Soup is one of my favorite wintertime meals. I like all kinds, but tend to favor the brothy variety. This year, my search for a good bowl of soup in local restaurants has come up sorely lacking. What I often end up with is a mushy, gloppy cup of overly salty mystery food that in no way resembles what was advertised on the menu. One cup of mystery soup two weeks ago was so thick, it wouldn’t even fall out of the cup into the garbage. I tried to gag down a couple of bites, but it was too salty, a result of having simmered for too long over a hotplate. And God forbid the soup contain any kind of pasta or rice. By the time that concoction has sit for longer than an hour, the grains are so broken down you couldn’t tell a piece of macaroni from a rotini.
I know many restaurants rely on frozen or canned soups from commercial suppliers, but even those who make their own can’t seem to figure out how to make a good pot of soup. (Note to some of the worst offenders, who shall remain nameless: There’s more to making soup than creating a weak broth of water and chicken flavoring, then dumping in all your leftover vegetables from the previous week. The result is a food crime and you ought to be prosecuted.)
The thing is … soup is not rocket science. Any numbskull with a saucepan, aromatics, seasonings and a few tastebuds can make soup. I did it Tuesday night in about an hour (including simmering time). I served my low-fat Chicken Corn Chowder to a friend who proclaimed it “the best soup” he’d ever had. It wasn’t that terrific, but it was savory and hearty, and had the added benefit of being fairly low in sodium because I use lots of spices and little salt. It was also very inexpensive and easy to make, which is something restaurants seem to want. Also, tthis soup could be converted to vegan by substituting vegetable broth for the chicken stock and textured vegetable protein for the chicken. I’m including my recipe, such as it is, since I made it up on the fly and didn’t measure ingredients precisely.
Chicken Corn Chowder
1 to 2 tablespoons olive oil
1 can reduced-sodium chicken stock
1 medium chopped onion
2 stalks chopped celery
2 to 3 cups of water
1 can diced tomatoes
2 cups diced chicken breast
1 can whole kernel corn, drained and rinsed (removes excess sodium)
Garlic powder
Onion powder
Ground cumin
Chili powder
Sour cream (I used the fat-free variety)

###

Exercise details -> Could you pick up the chicken corn chowder post where it stops and write what comes next? The lines after this point are separate material and have nothing to do with the chowder post.

Data excerpts ->
###

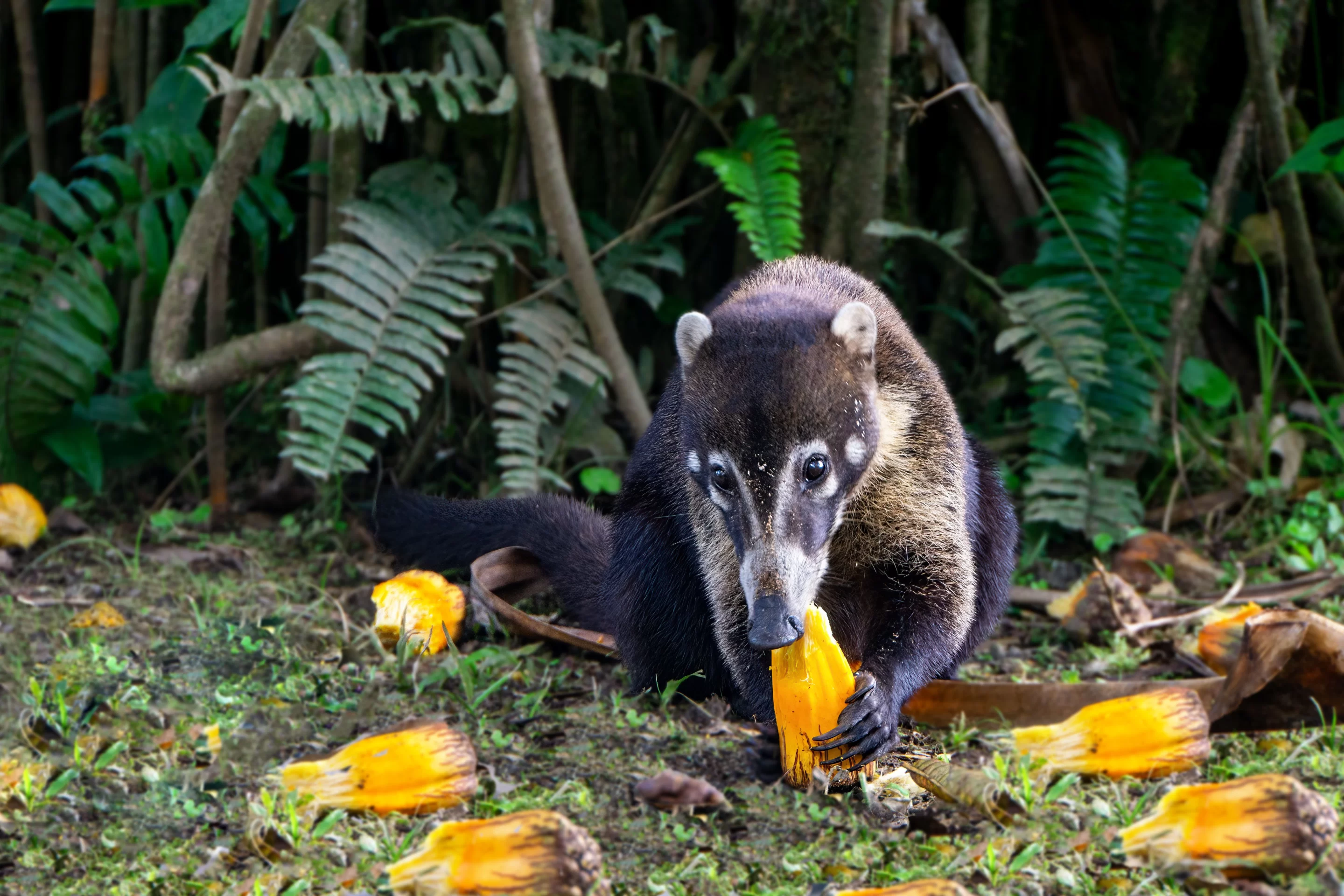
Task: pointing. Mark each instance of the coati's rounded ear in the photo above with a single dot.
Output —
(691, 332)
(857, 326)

###

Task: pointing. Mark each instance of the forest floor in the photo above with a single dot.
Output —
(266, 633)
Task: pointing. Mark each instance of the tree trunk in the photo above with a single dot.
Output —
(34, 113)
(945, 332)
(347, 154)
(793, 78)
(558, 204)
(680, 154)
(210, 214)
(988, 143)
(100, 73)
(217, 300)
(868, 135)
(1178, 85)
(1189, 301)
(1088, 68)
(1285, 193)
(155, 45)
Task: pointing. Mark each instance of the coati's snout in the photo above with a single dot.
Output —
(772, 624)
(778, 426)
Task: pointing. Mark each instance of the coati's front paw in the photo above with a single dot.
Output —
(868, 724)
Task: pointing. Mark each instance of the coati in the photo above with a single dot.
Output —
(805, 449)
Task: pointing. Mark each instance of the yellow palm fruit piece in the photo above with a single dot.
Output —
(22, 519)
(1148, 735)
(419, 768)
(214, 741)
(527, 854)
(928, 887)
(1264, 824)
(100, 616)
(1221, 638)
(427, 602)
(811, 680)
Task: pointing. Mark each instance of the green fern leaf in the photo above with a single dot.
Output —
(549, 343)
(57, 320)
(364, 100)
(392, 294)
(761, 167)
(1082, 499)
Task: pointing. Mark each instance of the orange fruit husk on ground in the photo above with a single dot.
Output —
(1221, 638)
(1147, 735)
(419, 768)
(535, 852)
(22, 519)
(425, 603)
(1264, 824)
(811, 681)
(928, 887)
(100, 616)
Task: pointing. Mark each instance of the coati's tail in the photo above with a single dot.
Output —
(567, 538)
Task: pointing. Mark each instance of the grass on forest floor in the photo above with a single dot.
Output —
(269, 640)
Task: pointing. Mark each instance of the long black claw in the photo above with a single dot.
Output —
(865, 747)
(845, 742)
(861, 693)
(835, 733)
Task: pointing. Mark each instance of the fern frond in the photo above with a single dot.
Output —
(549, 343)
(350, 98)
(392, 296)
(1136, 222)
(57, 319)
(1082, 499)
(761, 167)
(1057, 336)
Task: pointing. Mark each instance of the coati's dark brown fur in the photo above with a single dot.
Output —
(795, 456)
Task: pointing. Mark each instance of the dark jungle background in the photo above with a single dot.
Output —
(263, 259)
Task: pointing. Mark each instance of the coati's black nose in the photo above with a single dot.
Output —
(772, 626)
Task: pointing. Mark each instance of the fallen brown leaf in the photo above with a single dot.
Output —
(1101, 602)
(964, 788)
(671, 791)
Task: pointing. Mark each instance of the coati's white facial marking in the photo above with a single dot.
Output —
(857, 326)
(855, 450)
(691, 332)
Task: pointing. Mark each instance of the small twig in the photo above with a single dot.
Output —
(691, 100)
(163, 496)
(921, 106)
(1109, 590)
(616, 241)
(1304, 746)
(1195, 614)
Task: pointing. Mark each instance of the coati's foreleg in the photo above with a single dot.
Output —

###

Exercise answer ->
Put olive oil in large saucepan and add onions and celery. Cook for a couple of minutes or until onions begin to turn translucent. If you want to use less olive oil, add a little of the chicken stock and cover to let the aromatics release their flavors.
Add remainder of chicken stock and let cook for 5 to 10 minutes or until vegetables become a little more tender. (You could also add other vegetables at this time, such as red or green pepper or chopped cabbage.)
Add water, tomatoes and corn and simmer for 10 minutes or so.
Begin adding the seasonings. This is where the guesswork comes in. I started by covering the top of the soup with a layer of chili powder, followed by the same amount of cumin. Cumin has a rich, smoky flavor that will amp up the volume of any Tex-Mex flavors, so don’t skimp on it. Add about 1 or 2 teaspoons each of garlic and onion powder. Stir and allow soup to simmer for a couple of minutes to allow flavors to mix. Taste. If you’d like more spiciness, add more chili powder and about half as much cumin. Try not to fall back on adding a bunch of salt, although a teaspoon or so probably wouldn’t hurt. Let the soup simmer for a while. Just before serving, stir in about 2 tablespoons of sour cream to give the soup a creamier texture.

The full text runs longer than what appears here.